Collected data

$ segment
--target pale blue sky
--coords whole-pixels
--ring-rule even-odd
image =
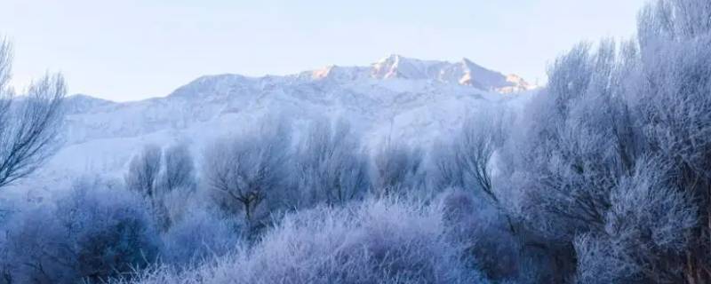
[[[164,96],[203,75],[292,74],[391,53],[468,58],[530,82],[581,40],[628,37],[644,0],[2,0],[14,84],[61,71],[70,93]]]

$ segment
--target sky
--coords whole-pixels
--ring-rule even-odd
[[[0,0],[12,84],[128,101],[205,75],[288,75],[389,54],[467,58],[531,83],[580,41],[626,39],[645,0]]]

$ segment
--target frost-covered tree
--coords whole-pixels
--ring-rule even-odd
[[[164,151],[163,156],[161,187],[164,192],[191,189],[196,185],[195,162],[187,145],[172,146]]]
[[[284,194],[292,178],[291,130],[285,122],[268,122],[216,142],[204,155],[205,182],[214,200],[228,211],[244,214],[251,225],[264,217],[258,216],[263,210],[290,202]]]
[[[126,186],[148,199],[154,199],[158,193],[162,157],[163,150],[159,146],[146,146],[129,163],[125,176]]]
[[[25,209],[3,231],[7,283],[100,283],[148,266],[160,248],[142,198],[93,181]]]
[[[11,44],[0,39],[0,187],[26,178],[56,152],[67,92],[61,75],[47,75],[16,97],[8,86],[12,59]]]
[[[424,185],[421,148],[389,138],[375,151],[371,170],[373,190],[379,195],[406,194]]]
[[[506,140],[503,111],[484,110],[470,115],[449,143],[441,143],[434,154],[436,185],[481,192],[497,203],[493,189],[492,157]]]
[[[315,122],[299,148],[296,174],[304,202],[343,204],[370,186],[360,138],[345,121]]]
--
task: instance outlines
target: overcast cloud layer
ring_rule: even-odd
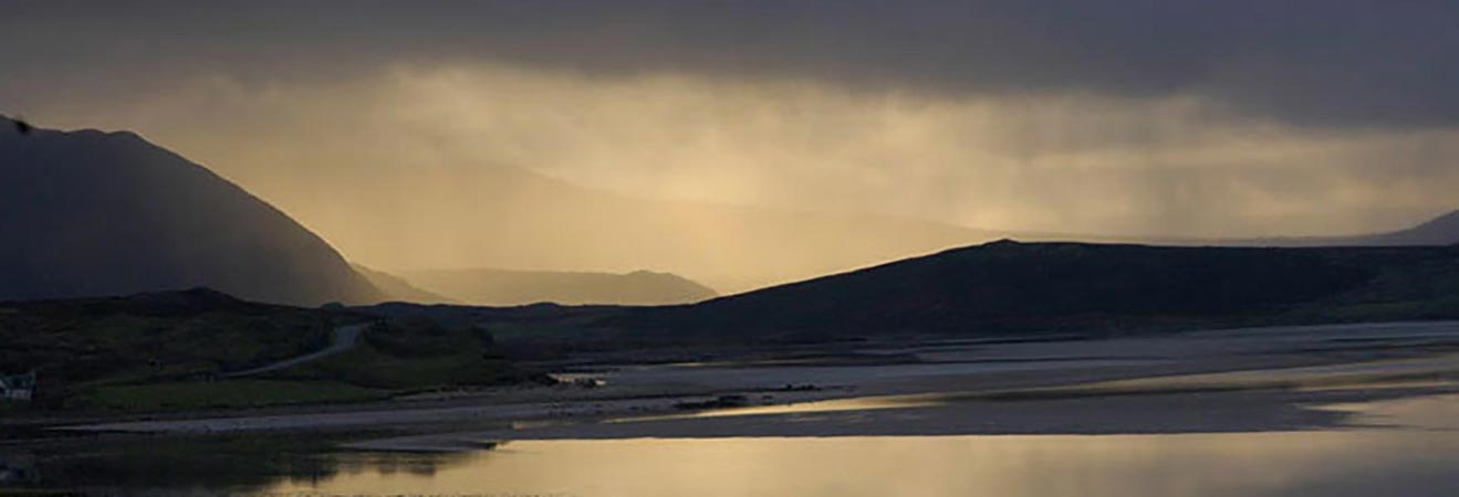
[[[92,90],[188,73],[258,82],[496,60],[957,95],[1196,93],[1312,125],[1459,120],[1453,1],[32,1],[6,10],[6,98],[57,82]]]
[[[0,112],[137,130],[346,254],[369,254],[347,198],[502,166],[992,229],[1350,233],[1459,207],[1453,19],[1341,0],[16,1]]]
--
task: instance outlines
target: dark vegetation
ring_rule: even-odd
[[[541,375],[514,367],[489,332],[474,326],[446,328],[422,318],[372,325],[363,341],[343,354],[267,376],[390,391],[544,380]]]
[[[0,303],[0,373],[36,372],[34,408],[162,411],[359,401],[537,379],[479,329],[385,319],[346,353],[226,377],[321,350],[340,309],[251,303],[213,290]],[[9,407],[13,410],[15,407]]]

§ **WRITTEN REQUEST**: State how many lines of the records contain the string "target", counting case as significant, and give only the number.

§ **FULL ANSWER**: 5